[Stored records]
————

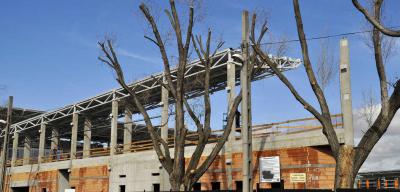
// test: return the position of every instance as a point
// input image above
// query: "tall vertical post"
(164, 178)
(42, 141)
(128, 130)
(246, 106)
(5, 142)
(114, 127)
(55, 140)
(345, 93)
(15, 149)
(27, 150)
(74, 134)
(87, 136)
(231, 83)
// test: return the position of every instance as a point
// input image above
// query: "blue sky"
(49, 50)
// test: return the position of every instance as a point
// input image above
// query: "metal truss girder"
(151, 84)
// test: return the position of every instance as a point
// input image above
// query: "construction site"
(95, 145)
(147, 135)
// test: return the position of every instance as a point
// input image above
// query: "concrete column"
(231, 140)
(74, 134)
(87, 137)
(164, 177)
(15, 149)
(114, 126)
(246, 107)
(55, 140)
(128, 130)
(42, 141)
(345, 93)
(27, 150)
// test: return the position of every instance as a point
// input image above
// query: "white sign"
(297, 177)
(270, 171)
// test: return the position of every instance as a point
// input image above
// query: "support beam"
(87, 136)
(345, 93)
(15, 149)
(246, 107)
(55, 141)
(114, 127)
(42, 141)
(164, 177)
(128, 130)
(231, 93)
(27, 150)
(74, 134)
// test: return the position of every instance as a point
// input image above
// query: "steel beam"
(127, 130)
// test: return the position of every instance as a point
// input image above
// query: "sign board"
(270, 171)
(297, 177)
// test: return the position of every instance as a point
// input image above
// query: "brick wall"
(316, 162)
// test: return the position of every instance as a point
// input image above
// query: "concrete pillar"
(74, 134)
(128, 130)
(164, 177)
(42, 141)
(87, 137)
(114, 127)
(345, 93)
(55, 140)
(15, 149)
(27, 150)
(231, 80)
(246, 107)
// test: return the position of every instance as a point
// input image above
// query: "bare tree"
(376, 21)
(348, 158)
(179, 173)
(326, 68)
(388, 43)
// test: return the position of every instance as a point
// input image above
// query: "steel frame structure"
(150, 86)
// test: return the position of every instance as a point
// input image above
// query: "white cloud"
(385, 154)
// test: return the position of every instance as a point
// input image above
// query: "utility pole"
(5, 143)
(345, 93)
(246, 107)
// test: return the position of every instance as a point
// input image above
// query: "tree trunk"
(345, 173)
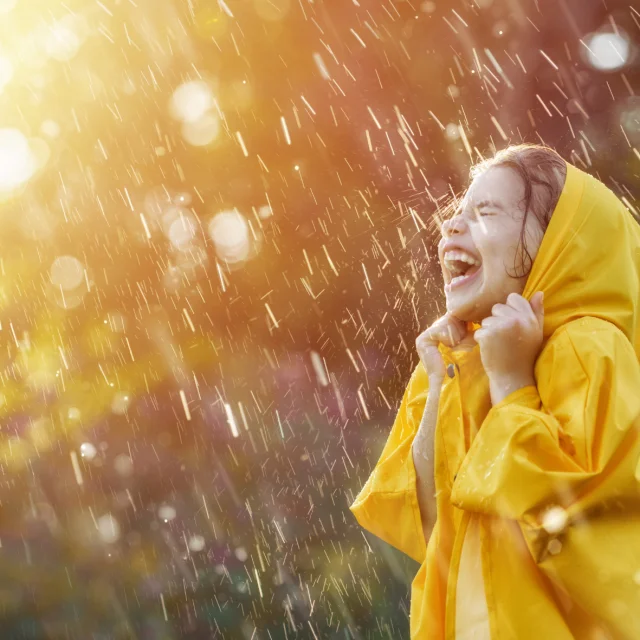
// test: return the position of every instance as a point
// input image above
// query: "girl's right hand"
(450, 331)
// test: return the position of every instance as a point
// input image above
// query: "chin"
(466, 310)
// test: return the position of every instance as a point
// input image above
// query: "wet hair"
(543, 172)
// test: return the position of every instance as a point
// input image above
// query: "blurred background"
(217, 249)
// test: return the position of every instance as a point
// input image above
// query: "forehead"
(499, 185)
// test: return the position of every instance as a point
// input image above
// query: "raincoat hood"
(568, 445)
(590, 237)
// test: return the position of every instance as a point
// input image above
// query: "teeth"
(461, 256)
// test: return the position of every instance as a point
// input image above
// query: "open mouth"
(462, 268)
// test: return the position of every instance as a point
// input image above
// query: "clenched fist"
(448, 330)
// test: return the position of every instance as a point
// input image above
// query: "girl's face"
(480, 243)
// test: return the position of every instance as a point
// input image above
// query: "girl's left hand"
(510, 341)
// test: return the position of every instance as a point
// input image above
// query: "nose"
(452, 226)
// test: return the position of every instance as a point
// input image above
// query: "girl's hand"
(448, 330)
(510, 341)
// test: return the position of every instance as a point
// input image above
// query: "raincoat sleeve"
(387, 505)
(560, 459)
(571, 440)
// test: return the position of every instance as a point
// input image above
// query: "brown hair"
(543, 172)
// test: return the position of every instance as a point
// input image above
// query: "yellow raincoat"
(540, 490)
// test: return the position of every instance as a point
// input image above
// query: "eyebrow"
(489, 203)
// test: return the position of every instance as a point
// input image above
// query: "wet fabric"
(549, 475)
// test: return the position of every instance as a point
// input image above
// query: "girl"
(510, 471)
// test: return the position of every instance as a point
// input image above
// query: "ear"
(537, 306)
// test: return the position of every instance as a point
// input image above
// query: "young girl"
(510, 473)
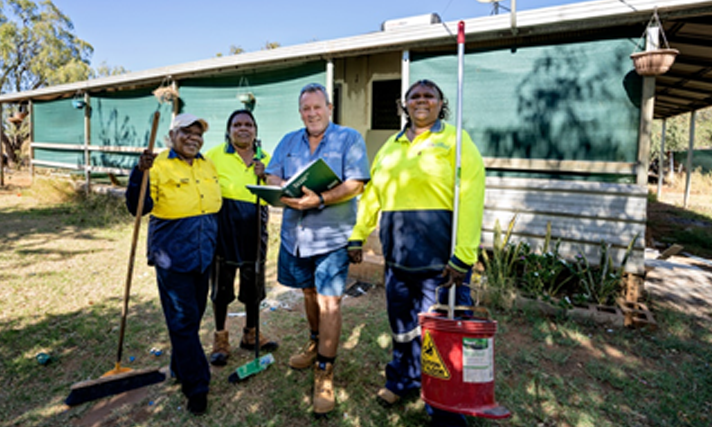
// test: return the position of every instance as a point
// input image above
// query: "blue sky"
(144, 34)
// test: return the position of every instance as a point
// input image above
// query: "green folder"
(316, 176)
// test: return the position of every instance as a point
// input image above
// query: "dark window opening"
(385, 95)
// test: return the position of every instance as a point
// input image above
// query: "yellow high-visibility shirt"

————

Every record is to be reproduced exactly, with no pictures included.

Completed exercise:
// test: return the position of every instance as a point
// input image above
// query: "tall vertical post"
(164, 178)
(42, 141)
(128, 130)
(246, 106)
(5, 142)
(114, 127)
(55, 140)
(345, 93)
(15, 149)
(27, 150)
(74, 134)
(87, 136)
(231, 83)
// test: return the position of every instance as a point
// input image above
// query: "blue sky"
(49, 50)
// test: return the position of every instance as a point
// input image above
// query: "metal truss girder"
(151, 84)
// test: return the position of every instance as a point
// input image above
// query: "construction site"
(95, 145)
(147, 135)
// test: return the position of every instance as a point
// input image above
// query: "concrete column"
(231, 140)
(74, 134)
(87, 137)
(164, 177)
(15, 149)
(114, 126)
(246, 107)
(55, 140)
(128, 130)
(42, 141)
(345, 93)
(27, 150)
// test: return the position of every instance as a point
// input image above
// query: "white sign"
(297, 177)
(270, 171)
// test: return the position of every instance as a point
// input image above
// query: "support beam"
(87, 136)
(345, 93)
(15, 149)
(246, 107)
(55, 141)
(114, 127)
(42, 141)
(164, 177)
(128, 130)
(231, 93)
(27, 150)
(74, 134)
// test: return the position of every instance as a point
// input image above
// query: "steel beam"
(127, 130)
// test: return the position of every instance as a point
// input image above
// query: "sign board"
(270, 171)
(297, 177)
// test: return the position of every instance as a point
// input image above
// query: "brick wall"
(316, 162)
// test: return the position of every instance as a point
// input image above
// query: "concrete pillar"
(74, 134)
(128, 130)
(164, 177)
(42, 141)
(87, 137)
(114, 127)
(345, 93)
(55, 140)
(15, 149)
(27, 150)
(231, 80)
(246, 107)
// test: return the position of every instance as a point
// input image above
// query: "bare tree"
(376, 21)
(348, 158)
(179, 173)
(326, 68)
(388, 43)
// test: return the position of every instance as a point
// input image above
// query: "steel frame structure"
(150, 86)
// test: return the position of every instance as a point
// input image above
// query: "white cloud"
(385, 154)
// test: return the position of every instance as a point
// input image above
// query: "utility pole"
(5, 143)
(345, 93)
(246, 107)
// test: return the position of every instance as a point
// input image above
// query: "tree trunk"
(345, 173)
// test: return the position of every instance as a point
// input image above
// query: "girl's right hand"
(450, 331)
// test: return the position of every instance as a point
// input image above
// query: "chin"
(466, 310)
// test: return the position of every instance as a point
// input image above
// query: "wet hair"
(543, 172)
// test: return the position of every instance as a point
// input image above
// query: "blurred background"
(217, 249)
// test: return the position of every instance as a point
// input image above
// query: "forehead"
(499, 185)
// test: return the position of every instance as a point
// input image above
// query: "raincoat hood"
(568, 445)
(590, 237)
// test: return the position of every instance as a point
// input image above
// query: "teeth"
(461, 256)
// test: return the position of every instance as a point
// input image above
// query: "open mouth"
(462, 268)
// test: return the position of every instance as a point
// input image above
// query: "clenched fist"
(448, 330)
// test: return the position of every instance as a point
// input image above
// query: "girl's face"
(480, 243)
// test: return the position of every instance as a point
// input image above
// query: "girl's left hand"
(510, 341)
// test: return the position of every instance as a point
// input image above
// query: "nose"
(452, 226)
// test: return the position of every instance as a point
// input image above
// query: "girl's hand"
(448, 330)
(510, 341)
// test: return the position of every instance as a point
// input image above
// query: "raincoat sleeve"
(387, 505)
(560, 459)
(571, 440)
// test: return the position of every instance as a point
// input image above
// query: "brown hair"
(543, 172)
// test: return the position of every instance as a point
// input image above
// query: "yellow raincoat"
(540, 490)
// test: return the position of every instance as a point
// input image above
// query: "eyebrow"
(489, 203)
// test: return the position of every instance as a point
// input image above
// query: "wet fabric"
(549, 475)
// test: return the position of every instance as a point
// input image above
// query: "girl"
(510, 471)
// test: return the position of every instance as a point
// input image above
// query: "ear"
(537, 306)
// test: return the position of every instance as a point
// input image above
// query: "young girl"
(510, 473)
// test: return the position of every instance as a point
// input image above
// query: "blue sky"
(144, 34)
// test: return the position of every instance as a point
// input image above
// query: "green folder"
(316, 176)
// test: return the position of every instance as a point
// input image above
// query: "dark window opening"
(385, 95)
// test: return the position of every instance as a point
// input image above
// query: "yellow high-visibility shirt"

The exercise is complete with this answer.